- Alıntı
========================
Gay hareketinin yasal
kazanımları bu dönem sırasında yetersiz olmakla birlikte tek çatı altında
kolektif çalışmayı (movement-building) başlatmaları bütün sonraki
kazanımlar için son derece önemlidir. Birleşik Devletler tarihinde ilk
kez; yakın zamanda toplumun önüne çıkan LGBT kişilerin kolayca katılabildiği
ve örgütlenebildiği geniş kitlelerce tanınan bir kamu tüzel kişiliği olarak
öteki milyonların toplum önüne çıkmasına yardım etmek ve böylece kendi kendini
tanımlayan gay toplumunu, milyonlarca insana yönelerek genişletmek için çok
önemli bir adım atan bir gay hareketi kurdular.
========================
- Yapılacaklar
a) Gay hareketiyle ilgili alıntının "Gay hareketinin yasal" sözcükleriyle başlayıp "gay hareketi kurdular." sözcüklerine kadar süren kısmını birebir kopyalayın.
b) Alıntıya göre aşağıdaki soruları yanıtlayın:
(i) Kolektif çalışma için parantez içinde verilen İngilizce terim nedir?
(ii) Gay hareketinin bu dönemdeki yasal kazanımları nasıl nitelendiriliyor?
(iii) Böyle bir hareket hangi ülkenin tarihinde ilk kez kuruldu?

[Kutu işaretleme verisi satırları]
========================
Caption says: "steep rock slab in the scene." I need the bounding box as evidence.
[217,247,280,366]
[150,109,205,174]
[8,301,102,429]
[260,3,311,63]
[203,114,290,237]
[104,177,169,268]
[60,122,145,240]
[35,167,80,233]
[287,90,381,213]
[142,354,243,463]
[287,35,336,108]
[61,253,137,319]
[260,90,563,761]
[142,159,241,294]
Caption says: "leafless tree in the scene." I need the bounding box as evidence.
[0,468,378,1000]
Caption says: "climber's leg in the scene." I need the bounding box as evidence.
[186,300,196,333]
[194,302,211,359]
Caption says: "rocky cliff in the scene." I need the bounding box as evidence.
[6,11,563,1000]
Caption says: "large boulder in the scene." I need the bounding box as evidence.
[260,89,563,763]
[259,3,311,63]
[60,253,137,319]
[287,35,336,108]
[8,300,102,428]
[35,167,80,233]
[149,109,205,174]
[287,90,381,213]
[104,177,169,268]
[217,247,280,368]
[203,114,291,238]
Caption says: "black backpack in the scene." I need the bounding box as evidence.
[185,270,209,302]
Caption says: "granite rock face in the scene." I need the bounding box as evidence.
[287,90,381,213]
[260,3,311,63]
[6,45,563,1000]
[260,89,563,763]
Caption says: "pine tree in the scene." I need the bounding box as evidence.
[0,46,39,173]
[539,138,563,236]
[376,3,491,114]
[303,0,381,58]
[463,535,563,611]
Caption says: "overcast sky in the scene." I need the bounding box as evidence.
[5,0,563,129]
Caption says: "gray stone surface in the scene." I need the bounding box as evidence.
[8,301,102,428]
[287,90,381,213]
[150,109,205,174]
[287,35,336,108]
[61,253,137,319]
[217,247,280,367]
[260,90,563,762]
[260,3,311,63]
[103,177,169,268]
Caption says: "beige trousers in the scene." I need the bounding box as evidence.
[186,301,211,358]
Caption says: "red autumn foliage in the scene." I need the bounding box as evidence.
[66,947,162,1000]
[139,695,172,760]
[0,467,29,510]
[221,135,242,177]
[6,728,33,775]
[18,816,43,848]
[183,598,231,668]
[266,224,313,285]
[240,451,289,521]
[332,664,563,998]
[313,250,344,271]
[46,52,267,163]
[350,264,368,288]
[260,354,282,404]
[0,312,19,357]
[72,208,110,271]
========================
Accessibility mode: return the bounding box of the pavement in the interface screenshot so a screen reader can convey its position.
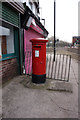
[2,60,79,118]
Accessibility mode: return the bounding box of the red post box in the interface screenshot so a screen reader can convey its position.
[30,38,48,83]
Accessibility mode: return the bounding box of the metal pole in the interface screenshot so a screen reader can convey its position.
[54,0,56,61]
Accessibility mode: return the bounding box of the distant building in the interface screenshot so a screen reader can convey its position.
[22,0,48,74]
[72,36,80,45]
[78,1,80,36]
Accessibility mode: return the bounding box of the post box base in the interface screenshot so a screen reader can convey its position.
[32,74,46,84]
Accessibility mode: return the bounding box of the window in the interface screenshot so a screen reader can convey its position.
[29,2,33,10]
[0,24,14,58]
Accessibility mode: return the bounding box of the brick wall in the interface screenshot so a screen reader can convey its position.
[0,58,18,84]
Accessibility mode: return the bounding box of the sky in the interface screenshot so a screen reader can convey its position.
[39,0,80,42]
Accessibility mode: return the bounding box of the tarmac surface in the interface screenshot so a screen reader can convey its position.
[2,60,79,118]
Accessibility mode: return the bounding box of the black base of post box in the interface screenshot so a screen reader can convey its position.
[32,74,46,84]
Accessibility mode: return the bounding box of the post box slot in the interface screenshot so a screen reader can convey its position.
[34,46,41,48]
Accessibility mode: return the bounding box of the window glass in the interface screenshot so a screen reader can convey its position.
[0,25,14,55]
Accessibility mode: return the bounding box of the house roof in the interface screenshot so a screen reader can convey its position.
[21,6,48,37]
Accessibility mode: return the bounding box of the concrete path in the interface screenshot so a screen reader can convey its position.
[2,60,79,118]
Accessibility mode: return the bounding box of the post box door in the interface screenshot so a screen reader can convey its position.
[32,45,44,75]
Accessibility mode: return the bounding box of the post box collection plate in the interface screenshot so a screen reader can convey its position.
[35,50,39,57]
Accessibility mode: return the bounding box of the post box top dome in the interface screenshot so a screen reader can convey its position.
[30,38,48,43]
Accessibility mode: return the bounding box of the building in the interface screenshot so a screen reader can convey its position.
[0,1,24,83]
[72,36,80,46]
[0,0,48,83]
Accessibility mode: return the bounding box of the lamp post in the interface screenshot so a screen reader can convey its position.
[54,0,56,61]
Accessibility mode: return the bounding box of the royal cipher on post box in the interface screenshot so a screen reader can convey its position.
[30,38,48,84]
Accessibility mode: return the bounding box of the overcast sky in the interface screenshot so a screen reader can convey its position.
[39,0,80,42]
========================
- Görev Yanıtları
a)
Gay hareketinin yasal
kazanımları bu dönem sırasında yetersiz olmakla birlikte tek çatı altında
kolektif çalışmayı (movement-building) başlatmaları bütün sonraki
kazanımlar için son derece önemlidir. Birleşik Devletler tarihinde ilk
kez; yakın zamanda toplumun önüne çıkan LGBT kişilerin kolayca katılabildiği
ve örgütlenebildiği geniş kitlelerce tanınan bir kamu tüzel kişiliği olarak
öteki milyonların toplum önüne çıkmasına yardım etmek ve böylece kendi kendini
tanımlayan gay toplumunu, milyonlarca insana yönelerek genişletmek için çok
önemli bir adım atan bir gay hareketi kurdular.

b)
(i) Movement-building.
(ii) Yetersiz olarak nitelendiriliyor.
(iii) Birleşik Devletler.